*Problem:* Down to the last line, reproduce the data that follows, but skip the pictures.

Data to examine START

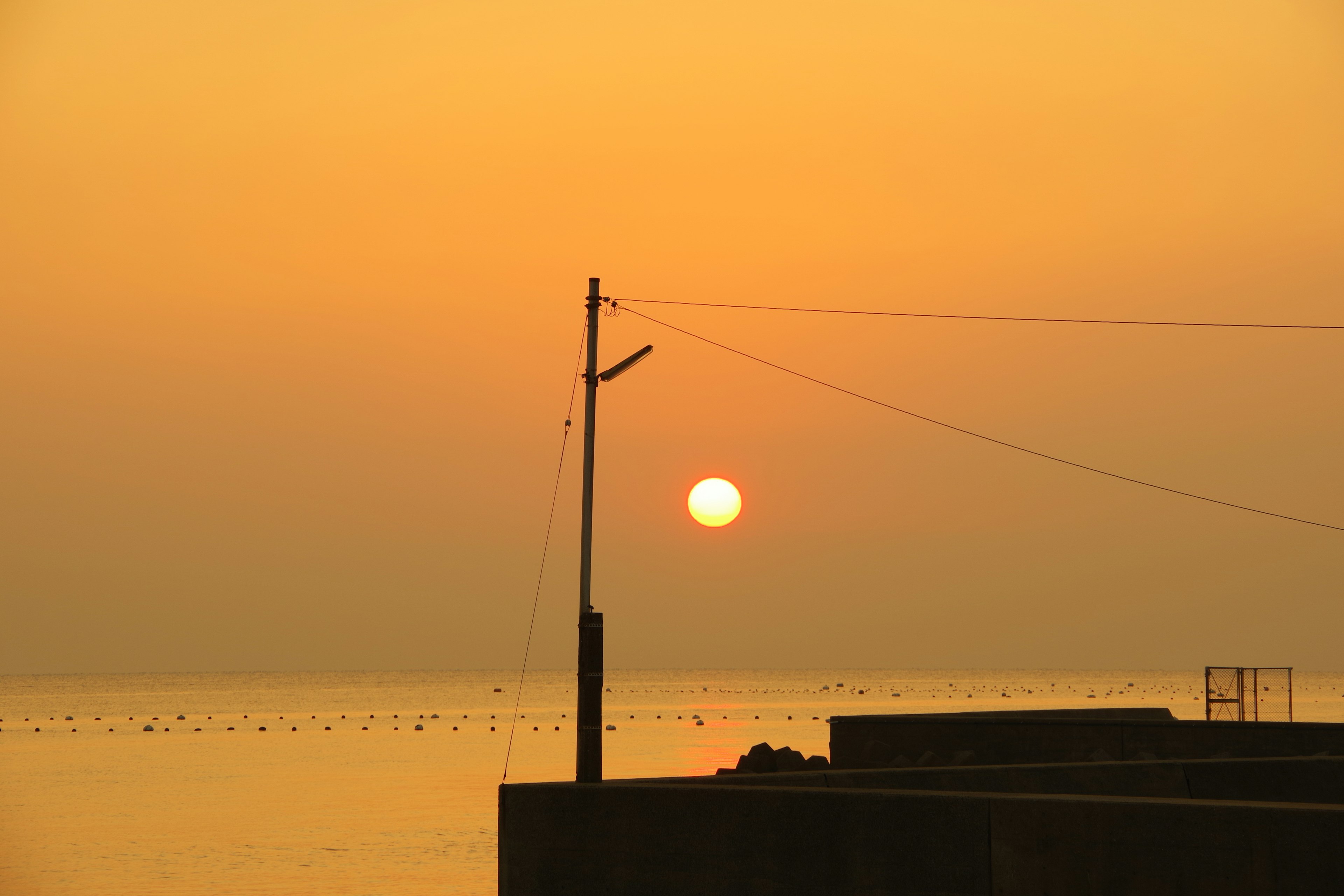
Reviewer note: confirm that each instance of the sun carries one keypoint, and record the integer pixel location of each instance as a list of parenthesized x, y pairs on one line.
[(714, 503)]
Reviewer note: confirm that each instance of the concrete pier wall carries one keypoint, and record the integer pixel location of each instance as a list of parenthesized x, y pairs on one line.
[(870, 742), (1311, 780), (730, 840)]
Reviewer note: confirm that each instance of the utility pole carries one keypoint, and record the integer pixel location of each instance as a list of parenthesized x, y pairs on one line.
[(589, 755)]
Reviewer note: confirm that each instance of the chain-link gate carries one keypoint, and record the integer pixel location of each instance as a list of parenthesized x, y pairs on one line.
[(1234, 694)]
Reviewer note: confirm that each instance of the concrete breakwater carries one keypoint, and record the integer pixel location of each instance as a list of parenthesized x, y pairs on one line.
[(1229, 827)]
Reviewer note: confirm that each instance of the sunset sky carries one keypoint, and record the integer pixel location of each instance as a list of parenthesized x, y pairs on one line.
[(291, 296)]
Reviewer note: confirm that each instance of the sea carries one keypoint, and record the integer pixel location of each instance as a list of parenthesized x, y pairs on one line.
[(386, 782)]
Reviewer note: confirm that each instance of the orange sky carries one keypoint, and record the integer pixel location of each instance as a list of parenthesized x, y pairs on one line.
[(291, 293)]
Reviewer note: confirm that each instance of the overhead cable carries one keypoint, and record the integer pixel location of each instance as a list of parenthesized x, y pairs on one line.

Data to examine END

*Answer to the problem:*
Reviewer note: confirm that each instance of the sun carries one keypoint, and record the integer pixel location of each instance as a list of parenthesized x, y pairs on one line.
[(714, 503)]
Reviewer note: confirm that each instance of the concrete pier wall carries one keypoint, and record the integer pixel location of each instance as a list of parenthesized x, y pairs on one line.
[(870, 742), (1311, 780), (730, 840)]
Reviewer note: confirm that each instance of the utility pole carries one keypoint, and record the integer pixel location of each instance as a list of parenthesized x, y pairs on one line.
[(589, 755)]
Reviewer note: confirm that each instance of the chain-link gate carries one keypoint, and record the integer pixel location of each instance as a list of parenthesized x, y pairs on one line.
[(1234, 694)]
Reviewer note: confirm that each instance of the concrete breakwater carries one keypoint, and record the integer pixel location of each instance as a list of parenthesized x, y pairs on one line.
[(1229, 827)]
Reviewer note: confirm that each instance of the sunset sky carries one keypoint, and record the integer pixel location of each instance as a list of parenthesized x, y pairs on one line.
[(291, 296)]
Reviewer note: confirm that each instance of the sea carries one keypoint, and record the integer pixel location of each instance as a list of parenthesized x, y pairs on one line.
[(386, 782)]
Reviewer note: confirm that each instance of the orange sky carries one keypoint, and record the integer pixel location of each instance as a list of parenthesized x, y pairs on one line.
[(291, 293)]
Reviewer note: confirm that each instance of the overhead cable carries one keypoint, and record the integer pixel location of each instance as a list of parenthesized x, y pairs on one line.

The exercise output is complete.